> _Set exercise_
Write out the lines below again, swapping every "Objective" for "Goal" and leaving everything else the same. Leave the pictures out of your answer.

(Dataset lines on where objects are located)
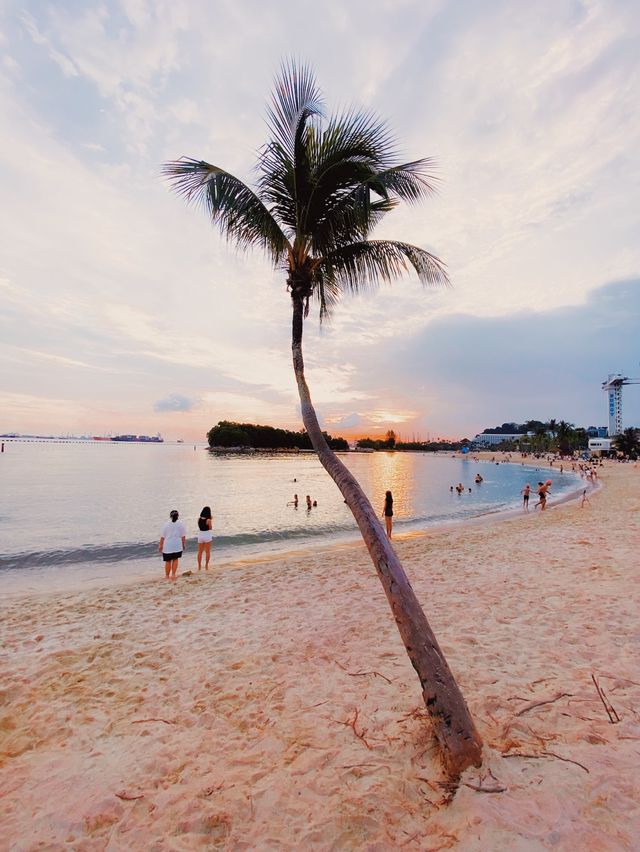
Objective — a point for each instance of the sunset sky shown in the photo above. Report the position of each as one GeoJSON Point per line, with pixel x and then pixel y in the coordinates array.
{"type": "Point", "coordinates": [122, 310]}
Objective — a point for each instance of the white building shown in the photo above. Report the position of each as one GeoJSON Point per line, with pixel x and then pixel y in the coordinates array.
{"type": "Point", "coordinates": [599, 445]}
{"type": "Point", "coordinates": [492, 440]}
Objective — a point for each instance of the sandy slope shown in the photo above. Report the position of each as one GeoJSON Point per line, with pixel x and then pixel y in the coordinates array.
{"type": "Point", "coordinates": [220, 711]}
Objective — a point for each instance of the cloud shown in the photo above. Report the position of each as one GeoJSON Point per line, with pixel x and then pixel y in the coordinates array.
{"type": "Point", "coordinates": [113, 291]}
{"type": "Point", "coordinates": [175, 402]}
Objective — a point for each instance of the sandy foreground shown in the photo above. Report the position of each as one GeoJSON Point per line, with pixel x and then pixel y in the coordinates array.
{"type": "Point", "coordinates": [272, 705]}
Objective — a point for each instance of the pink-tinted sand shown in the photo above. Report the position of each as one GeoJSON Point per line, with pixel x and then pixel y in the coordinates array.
{"type": "Point", "coordinates": [271, 705]}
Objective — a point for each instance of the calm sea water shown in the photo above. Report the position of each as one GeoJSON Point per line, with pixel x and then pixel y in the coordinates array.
{"type": "Point", "coordinates": [85, 512]}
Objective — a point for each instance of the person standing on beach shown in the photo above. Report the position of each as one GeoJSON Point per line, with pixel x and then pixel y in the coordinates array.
{"type": "Point", "coordinates": [173, 541]}
{"type": "Point", "coordinates": [543, 488]}
{"type": "Point", "coordinates": [205, 537]}
{"type": "Point", "coordinates": [387, 512]}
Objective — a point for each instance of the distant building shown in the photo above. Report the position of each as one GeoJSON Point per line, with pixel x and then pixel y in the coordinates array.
{"type": "Point", "coordinates": [597, 431]}
{"type": "Point", "coordinates": [597, 446]}
{"type": "Point", "coordinates": [492, 439]}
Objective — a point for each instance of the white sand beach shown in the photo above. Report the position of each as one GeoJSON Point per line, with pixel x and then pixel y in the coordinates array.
{"type": "Point", "coordinates": [271, 705]}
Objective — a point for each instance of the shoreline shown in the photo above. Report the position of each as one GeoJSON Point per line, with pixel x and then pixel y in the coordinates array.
{"type": "Point", "coordinates": [126, 572]}
{"type": "Point", "coordinates": [276, 707]}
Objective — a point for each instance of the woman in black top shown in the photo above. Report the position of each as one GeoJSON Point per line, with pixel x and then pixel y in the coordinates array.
{"type": "Point", "coordinates": [387, 512]}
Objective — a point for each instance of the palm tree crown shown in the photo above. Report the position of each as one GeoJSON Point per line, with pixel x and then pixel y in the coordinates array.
{"type": "Point", "coordinates": [323, 185]}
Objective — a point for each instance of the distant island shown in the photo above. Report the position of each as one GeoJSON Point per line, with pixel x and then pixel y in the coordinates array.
{"type": "Point", "coordinates": [228, 435]}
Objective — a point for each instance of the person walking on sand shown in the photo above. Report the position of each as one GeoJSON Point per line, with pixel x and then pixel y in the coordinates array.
{"type": "Point", "coordinates": [205, 537]}
{"type": "Point", "coordinates": [173, 541]}
{"type": "Point", "coordinates": [387, 512]}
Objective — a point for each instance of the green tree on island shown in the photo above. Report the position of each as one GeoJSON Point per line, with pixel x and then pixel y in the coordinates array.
{"type": "Point", "coordinates": [323, 185]}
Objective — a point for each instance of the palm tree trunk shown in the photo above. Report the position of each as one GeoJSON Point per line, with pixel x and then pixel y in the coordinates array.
{"type": "Point", "coordinates": [460, 743]}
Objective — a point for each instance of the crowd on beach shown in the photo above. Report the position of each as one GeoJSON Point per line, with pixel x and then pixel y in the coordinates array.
{"type": "Point", "coordinates": [173, 539]}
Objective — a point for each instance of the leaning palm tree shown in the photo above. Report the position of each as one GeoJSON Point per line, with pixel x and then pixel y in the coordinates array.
{"type": "Point", "coordinates": [322, 187]}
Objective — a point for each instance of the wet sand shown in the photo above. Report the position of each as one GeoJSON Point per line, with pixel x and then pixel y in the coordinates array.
{"type": "Point", "coordinates": [271, 705]}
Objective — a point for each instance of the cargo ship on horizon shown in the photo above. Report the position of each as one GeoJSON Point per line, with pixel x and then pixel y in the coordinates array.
{"type": "Point", "coordinates": [132, 439]}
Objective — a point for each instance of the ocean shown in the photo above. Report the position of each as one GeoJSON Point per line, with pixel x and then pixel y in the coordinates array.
{"type": "Point", "coordinates": [92, 512]}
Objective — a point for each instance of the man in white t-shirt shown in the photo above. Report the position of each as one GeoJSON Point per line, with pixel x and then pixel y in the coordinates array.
{"type": "Point", "coordinates": [173, 540]}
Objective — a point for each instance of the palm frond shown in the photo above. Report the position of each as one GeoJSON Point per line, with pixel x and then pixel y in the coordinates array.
{"type": "Point", "coordinates": [366, 264]}
{"type": "Point", "coordinates": [296, 98]}
{"type": "Point", "coordinates": [410, 182]}
{"type": "Point", "coordinates": [236, 210]}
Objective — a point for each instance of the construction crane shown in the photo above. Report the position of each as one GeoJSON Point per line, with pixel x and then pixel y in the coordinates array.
{"type": "Point", "coordinates": [613, 386]}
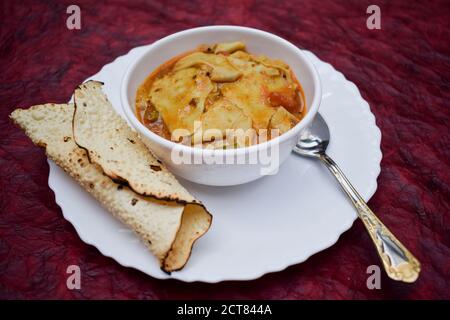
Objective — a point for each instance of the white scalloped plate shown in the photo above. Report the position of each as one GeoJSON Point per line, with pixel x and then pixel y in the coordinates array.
{"type": "Point", "coordinates": [260, 227]}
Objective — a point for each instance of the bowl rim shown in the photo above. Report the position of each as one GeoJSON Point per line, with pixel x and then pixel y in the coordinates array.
{"type": "Point", "coordinates": [131, 116]}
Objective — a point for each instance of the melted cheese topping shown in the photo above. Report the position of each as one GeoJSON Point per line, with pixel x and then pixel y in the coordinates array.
{"type": "Point", "coordinates": [224, 87]}
{"type": "Point", "coordinates": [180, 97]}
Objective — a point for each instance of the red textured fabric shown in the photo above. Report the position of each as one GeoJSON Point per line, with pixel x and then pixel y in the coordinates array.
{"type": "Point", "coordinates": [402, 70]}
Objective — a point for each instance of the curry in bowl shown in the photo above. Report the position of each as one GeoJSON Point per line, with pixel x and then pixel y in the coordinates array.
{"type": "Point", "coordinates": [220, 96]}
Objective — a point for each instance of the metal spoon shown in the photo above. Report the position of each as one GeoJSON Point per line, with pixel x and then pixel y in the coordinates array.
{"type": "Point", "coordinates": [398, 262]}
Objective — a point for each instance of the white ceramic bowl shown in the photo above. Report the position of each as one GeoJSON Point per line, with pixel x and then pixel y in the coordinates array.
{"type": "Point", "coordinates": [230, 166]}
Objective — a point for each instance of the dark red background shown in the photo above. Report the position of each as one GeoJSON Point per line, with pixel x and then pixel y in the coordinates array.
{"type": "Point", "coordinates": [402, 70]}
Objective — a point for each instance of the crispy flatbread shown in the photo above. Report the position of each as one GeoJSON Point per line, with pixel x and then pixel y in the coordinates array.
{"type": "Point", "coordinates": [113, 145]}
{"type": "Point", "coordinates": [168, 229]}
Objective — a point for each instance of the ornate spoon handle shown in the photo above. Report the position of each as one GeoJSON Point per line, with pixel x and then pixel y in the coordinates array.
{"type": "Point", "coordinates": [398, 262]}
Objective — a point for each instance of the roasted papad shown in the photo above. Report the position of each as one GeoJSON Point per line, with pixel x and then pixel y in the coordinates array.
{"type": "Point", "coordinates": [168, 228]}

> _Written response_
Goal — a point for each instance of the sunset sky shown in the photo above. Report the position of each as one GeoJSON Point per line, with pixel x and then pixel y in the coordinates array.
{"type": "Point", "coordinates": [122, 310]}
Goal — a point for each instance of the white building shown in the photo above. Report the position of each as one GeoJSON Point per line, with pixel x and then pixel y in the coordinates array.
{"type": "Point", "coordinates": [599, 445]}
{"type": "Point", "coordinates": [492, 440]}
Goal — a point for each instance of the sandy slope shown in the photo above. Report the position of each as one GeoJSON Point per line, with pixel x and then pixel y in the coordinates array.
{"type": "Point", "coordinates": [220, 711]}
Goal — a point for each instance of the cloud shown in the photo above. Report the position of each as one GeoJSON Point per line, with pixel x and then pixel y in the coordinates array.
{"type": "Point", "coordinates": [113, 291]}
{"type": "Point", "coordinates": [175, 402]}
Goal — a point for each instance of the sandy foreground shown in the photo above. Report the position of each as one GeoJSON Point per line, with pixel x and then pixel y in the coordinates array.
{"type": "Point", "coordinates": [272, 705]}
Goal — a point for each instance of the pink-tinted sand shown in the photo above. Report the position of each as one GeoJSON Point per line, with pixel x and then pixel y in the coordinates array.
{"type": "Point", "coordinates": [271, 705]}
Goal — a point for each instance of the calm sea water shown in the photo above. Report the position of each as one GeoJSON Point per line, with pixel x and then pixel y in the coordinates array.
{"type": "Point", "coordinates": [85, 512]}
Goal — a point for each instance of the person standing on beach shown in the photo above. Report the position of each as one GeoJSON Point per line, with pixel x and then pixel y in the coordinates array.
{"type": "Point", "coordinates": [173, 541]}
{"type": "Point", "coordinates": [543, 488]}
{"type": "Point", "coordinates": [205, 537]}
{"type": "Point", "coordinates": [387, 512]}
Goal — a point for each instance of the distant building shown in the photo above. Report the position of each as one GeoJSON Point per line, with pixel x and then pixel y in the coordinates array.
{"type": "Point", "coordinates": [597, 431]}
{"type": "Point", "coordinates": [597, 446]}
{"type": "Point", "coordinates": [492, 439]}
Goal — a point for each instance of the white sand beach shown in the photo above. Report the position of each as one GeoJSON Point per line, with pixel x and then pixel y in the coordinates array.
{"type": "Point", "coordinates": [271, 705]}
Goal — a point for each instance of the shoreline shown in the photo above. Report the position of each as one GeoJSON Point per line, with pixel x and then pixel y in the coordinates array.
{"type": "Point", "coordinates": [126, 572]}
{"type": "Point", "coordinates": [276, 707]}
Goal — a point for each instance of the woman in black top shown in the photo above. Report the position of each as one GeoJSON Point per line, with pixel x and then pixel y in the coordinates array.
{"type": "Point", "coordinates": [387, 512]}
Goal — a point for each instance of the palm tree crown shown in the photo above. Report the position of each as one GeoJSON Point per line, with pixel x and then pixel y in the coordinates array.
{"type": "Point", "coordinates": [323, 185]}
Goal — a point for each instance of the distant island shown in the photo above. Report the position of each as one GeoJSON Point per line, with pixel x and then pixel y in the coordinates array.
{"type": "Point", "coordinates": [228, 435]}
Goal — a point for each instance of the person walking on sand shown in the photo above. Report the position of each as one GeoJSON Point per line, with pixel x and then pixel y in the coordinates array.
{"type": "Point", "coordinates": [205, 537]}
{"type": "Point", "coordinates": [173, 541]}
{"type": "Point", "coordinates": [387, 512]}
Goal — a point for each instance of the green tree on island shown in the photo above. Report the position of each as one GeoJSON Point per line, with pixel x and then pixel y in the coordinates array.
{"type": "Point", "coordinates": [323, 185]}
Goal — a point for each instance of the palm tree trunk shown in the photo above. Report the position of each as one GeoJSON Point per line, with pixel x and then pixel y in the coordinates array.
{"type": "Point", "coordinates": [460, 743]}
Goal — a point for each instance of the crowd on beach shown in the photo above. Report the position of each as one GeoJSON Point per line, with pixel x and then pixel y in the coordinates array.
{"type": "Point", "coordinates": [173, 539]}
Goal — a point for each instance of the leaning palm tree shown in the photo above. Report the position of each as one GeoJSON Point per line, with pixel x and then pixel y in the coordinates array.
{"type": "Point", "coordinates": [322, 187]}
Goal — a point for each instance of the wet sand shown in the photo above. Report the position of each as one GeoJSON Point per line, with pixel x and then pixel y in the coordinates array.
{"type": "Point", "coordinates": [271, 705]}
Goal — a point for each instance of the cargo ship on horizon shown in the photo above. Report the position of each as one GeoJSON Point per line, with pixel x and then pixel y in the coordinates array.
{"type": "Point", "coordinates": [132, 439]}
Goal — a point for each instance of the ocean shown in the photo above. Report the position of each as one GeoJSON Point per line, with pixel x and then pixel y in the coordinates array.
{"type": "Point", "coordinates": [92, 512]}
Goal — a point for each instance of the man in white t-shirt shown in the photo above. Report the position of each as one GeoJSON Point per line, with pixel x and then pixel y in the coordinates array.
{"type": "Point", "coordinates": [173, 540]}
Goal — a point for each instance of the palm frond shown in the photo above. Report the position of each as one GeoJSON Point per line, with pixel x and then pixel y in the coordinates array.
{"type": "Point", "coordinates": [366, 264]}
{"type": "Point", "coordinates": [296, 98]}
{"type": "Point", "coordinates": [410, 182]}
{"type": "Point", "coordinates": [236, 210]}
Goal — a point for each instance of the construction crane shown in the photo above. Report the position of each as one GeoJSON Point per line, with pixel x and then pixel y in the coordinates array.
{"type": "Point", "coordinates": [613, 386]}
Goal — a point for each instance of the white scalloped plate shown in the photo above. Report the position of each as one GeoJSON Point per line, with pixel x and then pixel y in the coordinates array.
{"type": "Point", "coordinates": [260, 227]}
Goal — a point for each instance of the bowl rim shown in the photo above. Report the position of each as one GeoJSON Point per line, with pixel x and then pixel y in the coordinates array.
{"type": "Point", "coordinates": [131, 116]}
Goal — a point for each instance of the melted cheese topping shown in the photo above. Report the position of each as one GeoJSON Point per line, with pixel x and then pixel y in the coordinates array.
{"type": "Point", "coordinates": [224, 87]}
{"type": "Point", "coordinates": [180, 97]}
Goal — a point for each instance of the red textured fabric shown in the photo above. Report the position of each as one GeoJSON Point per line, with pixel x and then pixel y in the coordinates array.
{"type": "Point", "coordinates": [402, 70]}
Goal — a point for each instance of the curry in bowl shown in the photo above. Report the position of each as one GeoJSON Point per line, with pixel x and then pixel y in the coordinates array.
{"type": "Point", "coordinates": [220, 96]}
Goal — a point for each instance of the metal spoon shown in the photo above. Report the position of each as one GeoJSON Point per line, with pixel x and then pixel y in the coordinates array.
{"type": "Point", "coordinates": [398, 262]}
Goal — a point for each instance of the white ceramic bowl shown in the photo above. Report the position of each as one GeoJSON Point per line, with pixel x and then pixel y in the coordinates array.
{"type": "Point", "coordinates": [230, 166]}
Goal — a point for each instance of the dark red background shown in the photo above. Report the position of each as one GeoJSON Point per line, with pixel x and then pixel y in the coordinates array.
{"type": "Point", "coordinates": [402, 70]}
Goal — a point for each instance of the crispy flatbread shown in the photo above. Report the position of each as one GeoJSON Point per line, with pixel x and then pixel y in the coordinates array.
{"type": "Point", "coordinates": [113, 145]}
{"type": "Point", "coordinates": [168, 229]}
Goal — a point for each instance of the ornate spoon handle shown in the photo above. Report the position of each as one GeoJSON Point per line, with pixel x and then pixel y in the coordinates array.
{"type": "Point", "coordinates": [398, 262]}
Goal — a point for each instance of the roasted papad shown in the photo above. Report the position of each as one GeoJSON Point per line, with pixel x and then pixel y in the coordinates array.
{"type": "Point", "coordinates": [168, 228]}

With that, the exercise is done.